| AUFGABENSTELLUNG |
Schreiben Sie aus dem Textausschnitt über den Protest gegen das Feldkircher Stadttunnelprojekt die Passage unverändert ab, die mit „Demonstration auf der“ beginnt und bis einschließlich „Klimapolitik in Vorarlberg.“ reicht.

| TEXTAUSSCHNITT |
....................
Feldkirch: Protest gegen Stadttunnelprojekt

Bild: EXTINCTION REBELLION: Klimaaktivist:Innen protestieren mit Blockade der Montfortbrücke gegen geplante Tunnelspinne in Feldkirch/Vorarlberg.

Demonstration auf der Montfortbrücke 

Am Samstagmorgen protestierten etwa 40 Menschen gegen das Stadttunnelprojekt der sogenannten „Tunnelspinne“ in Feldkirch. Dazu bauten sie auf der Monfortbrücke ein fünf Meter hohes Spinnennetz auf und stellten sich damit der klimaschädlichen Landespolitik in den Weg. Zudem zeigten sie mit Bannern an der Brücke ihre Unzufriedenheit mit der Klimapolitik in Vorarlberg.
....................
| GESAMMELTE DATEN |

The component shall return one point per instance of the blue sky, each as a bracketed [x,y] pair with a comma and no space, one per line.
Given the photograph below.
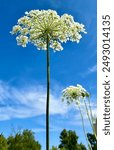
....................
| LÖSUNG |
Demonstration auf der Montfortbrücke 

Am Samstagmorgen protestierten etwa 40 Menschen gegen das Stadttunnelprojekt der sogenannten „Tunnelspinne“ in Feldkirch. Dazu bauten sie auf der Monfortbrücke ein fünf Meter hohes Spinnennetz auf und stellten sich damit der klimaschädlichen Landespolitik in den Weg. Zudem zeigten sie mit Bannern an der Brücke ihre Unzufriedenheit mit der Klimapolitik in Vorarlberg.